A faithful copy of the data, pictures omitted, is the required answer.

......

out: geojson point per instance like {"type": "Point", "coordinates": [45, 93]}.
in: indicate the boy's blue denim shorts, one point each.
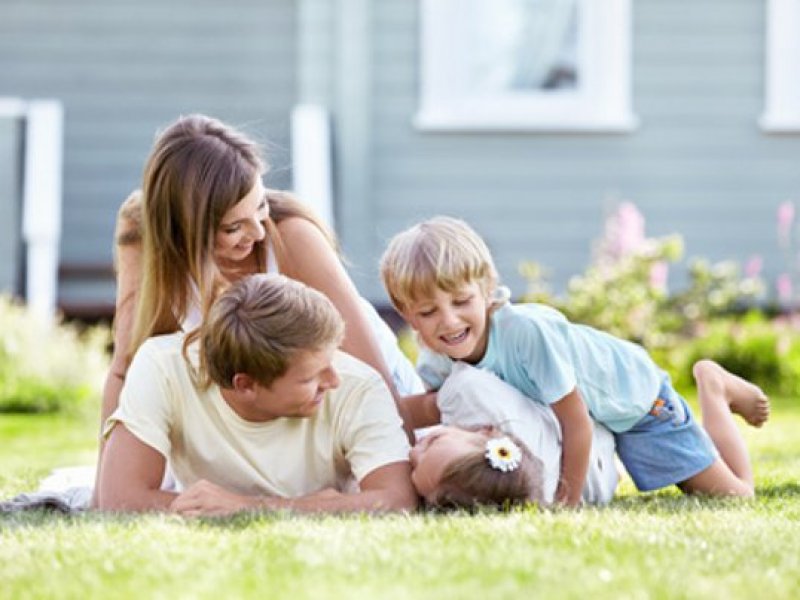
{"type": "Point", "coordinates": [667, 446]}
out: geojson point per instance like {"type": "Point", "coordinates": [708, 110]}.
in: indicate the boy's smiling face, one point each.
{"type": "Point", "coordinates": [453, 323]}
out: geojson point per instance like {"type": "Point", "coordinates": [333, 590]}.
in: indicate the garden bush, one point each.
{"type": "Point", "coordinates": [718, 314]}
{"type": "Point", "coordinates": [48, 367]}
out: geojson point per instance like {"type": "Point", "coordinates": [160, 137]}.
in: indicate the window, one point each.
{"type": "Point", "coordinates": [782, 93]}
{"type": "Point", "coordinates": [539, 65]}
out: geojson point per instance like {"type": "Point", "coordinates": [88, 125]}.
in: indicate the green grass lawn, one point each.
{"type": "Point", "coordinates": [642, 546]}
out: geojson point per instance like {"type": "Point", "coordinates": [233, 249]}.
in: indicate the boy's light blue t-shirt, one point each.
{"type": "Point", "coordinates": [534, 348]}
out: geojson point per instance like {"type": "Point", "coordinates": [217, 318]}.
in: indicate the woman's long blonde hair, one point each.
{"type": "Point", "coordinates": [198, 169]}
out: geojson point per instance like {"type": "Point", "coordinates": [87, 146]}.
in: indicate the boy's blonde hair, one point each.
{"type": "Point", "coordinates": [470, 481]}
{"type": "Point", "coordinates": [440, 253]}
{"type": "Point", "coordinates": [260, 323]}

......

Reply:
out: geojson point per instance like {"type": "Point", "coordinates": [45, 93]}.
in: indicate the boy's blue denim shorts, one point each.
{"type": "Point", "coordinates": [667, 446]}
out: geojson point per instance like {"type": "Point", "coordinates": [708, 110]}.
in: indicate the boy's smiling face, one point each.
{"type": "Point", "coordinates": [453, 323]}
out: geojson point per instance like {"type": "Point", "coordinates": [333, 590]}.
in: indicate the garden bush, one point each.
{"type": "Point", "coordinates": [718, 314]}
{"type": "Point", "coordinates": [48, 367]}
out: geojson point per instance like {"type": "Point", "coordinates": [160, 137]}.
in: indicate the window, one point each.
{"type": "Point", "coordinates": [782, 93]}
{"type": "Point", "coordinates": [539, 65]}
out: geojson point per instance like {"type": "Point", "coordinates": [88, 125]}.
in: indicate the green grass lawn, one point each.
{"type": "Point", "coordinates": [642, 546]}
out: geojson point per instance like {"type": "Point", "coordinates": [233, 249]}.
in: indicate the boy's light blue t-shirt, one point each.
{"type": "Point", "coordinates": [534, 348]}
out: geojson point per instance like {"type": "Point", "coordinates": [217, 318]}.
in: indicate the woman's long blonde hair, one point each.
{"type": "Point", "coordinates": [198, 169]}
out: geojson point per instance like {"type": "Point", "coordinates": [87, 146]}.
in: indicate the boy's blonde hair, one point each.
{"type": "Point", "coordinates": [470, 481]}
{"type": "Point", "coordinates": [440, 253]}
{"type": "Point", "coordinates": [260, 323]}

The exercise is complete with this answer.